* _Stated problem 1_: Copy the records verbatim, everything from the line containing "A test script needs to locate the framed" down to the line containing "[103,154,281,189]", with both of those lines included.
Selected extract start
To exemplify those two conditions, we consider numerical examples for different choices of $`W_n`$. The sample size $`n`$ is $`24`$ with the benchmark $`1/n = 1/24 = 0.041`$. When $`W_n`$ is Rook, the elements of $`W_n`$ are $`\{1/2,1/3,1/4,0\}`$. On top of that, we can find the differences between the entries of the diagonals of $`W_n^k`$ and $`W_n^{k_1}\l(W_n^{k_2}\r)'`$ are small. For instance, the entries of the diagonal of $`W_n^2`$ are $`\{0.27,0.29,0.31,0.33,0.36\}`$. The elements of diagonal of $`W_n^3`$ are all $`0`$. For $`W_n^2(W_n^2)'`$, the entries of its diagonal are {0.17,0.21,0.22,0.37}. We can obtain a similar result for Queen weight matrix. For example, the largest difference between diagonal entries of $`W_n^2`$ is $`0.044`$. When $`W_n`$ is Queen with torus, $`W_n`$ is a symmetric matrix and its elements are $`0`$ or $`1/8`$. The entries of the diagonals of $`W_n^k`$ and $`W_n^{k_1}\l(W_n^{k_2}\r)'`$ are always identical to each other. Thus, the differences are always $`0`$. Since the entries of $`W_n`$ are all positive and less than $`1`$, when the exponent becomes larger, all the values of the powers of $`W_n`$ and $`W'_n`$ will go close to $`0.00`$. Thus, large powers of $`W_n`$ definitely satisfy the two assumptions.
Selected extract end
Material to process start
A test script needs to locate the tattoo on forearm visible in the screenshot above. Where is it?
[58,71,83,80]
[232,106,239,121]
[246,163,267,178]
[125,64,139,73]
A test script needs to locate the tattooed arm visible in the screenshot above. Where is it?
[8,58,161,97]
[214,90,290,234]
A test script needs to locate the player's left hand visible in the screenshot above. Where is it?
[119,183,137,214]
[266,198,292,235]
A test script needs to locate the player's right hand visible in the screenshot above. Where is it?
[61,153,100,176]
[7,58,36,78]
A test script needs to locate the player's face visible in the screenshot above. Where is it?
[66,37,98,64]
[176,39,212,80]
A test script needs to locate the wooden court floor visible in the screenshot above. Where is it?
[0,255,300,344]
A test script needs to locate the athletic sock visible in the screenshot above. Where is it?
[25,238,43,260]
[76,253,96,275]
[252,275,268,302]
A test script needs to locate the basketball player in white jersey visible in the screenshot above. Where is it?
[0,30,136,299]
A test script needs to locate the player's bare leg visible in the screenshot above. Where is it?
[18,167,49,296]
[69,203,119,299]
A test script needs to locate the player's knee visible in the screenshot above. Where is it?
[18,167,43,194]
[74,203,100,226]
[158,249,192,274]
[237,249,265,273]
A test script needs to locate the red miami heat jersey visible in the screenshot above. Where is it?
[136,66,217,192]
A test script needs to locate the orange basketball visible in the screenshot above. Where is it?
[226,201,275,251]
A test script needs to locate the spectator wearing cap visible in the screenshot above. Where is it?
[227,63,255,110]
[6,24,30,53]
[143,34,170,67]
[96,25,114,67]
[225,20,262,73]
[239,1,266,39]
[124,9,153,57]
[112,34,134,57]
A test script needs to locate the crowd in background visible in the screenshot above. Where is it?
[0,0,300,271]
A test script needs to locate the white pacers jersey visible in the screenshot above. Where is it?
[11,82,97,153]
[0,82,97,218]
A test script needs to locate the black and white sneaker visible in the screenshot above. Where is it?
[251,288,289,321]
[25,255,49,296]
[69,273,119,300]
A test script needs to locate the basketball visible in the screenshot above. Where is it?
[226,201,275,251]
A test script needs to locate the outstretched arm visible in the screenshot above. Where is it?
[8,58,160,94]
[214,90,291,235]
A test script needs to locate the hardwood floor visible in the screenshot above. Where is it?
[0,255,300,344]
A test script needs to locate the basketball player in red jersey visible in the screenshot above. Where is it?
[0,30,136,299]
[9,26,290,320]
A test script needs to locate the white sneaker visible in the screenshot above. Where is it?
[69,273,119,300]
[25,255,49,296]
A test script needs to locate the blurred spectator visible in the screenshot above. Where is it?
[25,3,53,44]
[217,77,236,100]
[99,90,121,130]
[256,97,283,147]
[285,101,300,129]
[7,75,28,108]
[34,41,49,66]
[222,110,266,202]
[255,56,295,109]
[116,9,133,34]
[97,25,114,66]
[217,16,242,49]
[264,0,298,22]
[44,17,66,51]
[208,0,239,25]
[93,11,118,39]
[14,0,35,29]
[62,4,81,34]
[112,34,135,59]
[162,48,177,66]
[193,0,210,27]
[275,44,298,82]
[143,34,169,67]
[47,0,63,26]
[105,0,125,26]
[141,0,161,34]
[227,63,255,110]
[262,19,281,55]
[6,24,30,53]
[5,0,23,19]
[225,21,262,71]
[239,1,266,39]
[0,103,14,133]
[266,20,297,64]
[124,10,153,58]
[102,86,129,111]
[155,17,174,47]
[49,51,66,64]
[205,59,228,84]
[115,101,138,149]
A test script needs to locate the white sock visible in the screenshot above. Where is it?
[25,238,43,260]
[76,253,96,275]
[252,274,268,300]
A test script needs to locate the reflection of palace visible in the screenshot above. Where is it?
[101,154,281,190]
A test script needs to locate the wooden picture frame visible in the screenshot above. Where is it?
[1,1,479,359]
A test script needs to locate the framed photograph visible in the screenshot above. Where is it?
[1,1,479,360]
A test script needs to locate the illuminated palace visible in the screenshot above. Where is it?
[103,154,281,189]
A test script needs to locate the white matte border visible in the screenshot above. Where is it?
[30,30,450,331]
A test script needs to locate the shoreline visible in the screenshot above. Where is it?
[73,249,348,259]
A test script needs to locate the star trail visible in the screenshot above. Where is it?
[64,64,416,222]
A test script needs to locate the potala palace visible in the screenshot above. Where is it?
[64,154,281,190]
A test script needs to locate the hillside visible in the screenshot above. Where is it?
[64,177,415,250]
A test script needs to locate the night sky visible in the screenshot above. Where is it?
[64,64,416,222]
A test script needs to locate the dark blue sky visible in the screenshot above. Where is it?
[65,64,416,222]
Material to process end
* _Stated problem 2_: In the passage on weight matrices, what values can the elements of $`W_n`$ take when it is Queen with torus?

* _Written reply 1_:
A test script needs to locate the framed photograph visible in the screenshot above. Where is it?
[1,1,479,360]
A test script needs to locate the illuminated palace visible in the screenshot above. Where is it?
[103,154,281,189]

* _Written reply 2_: They are $`0`$ or $`1/8`$.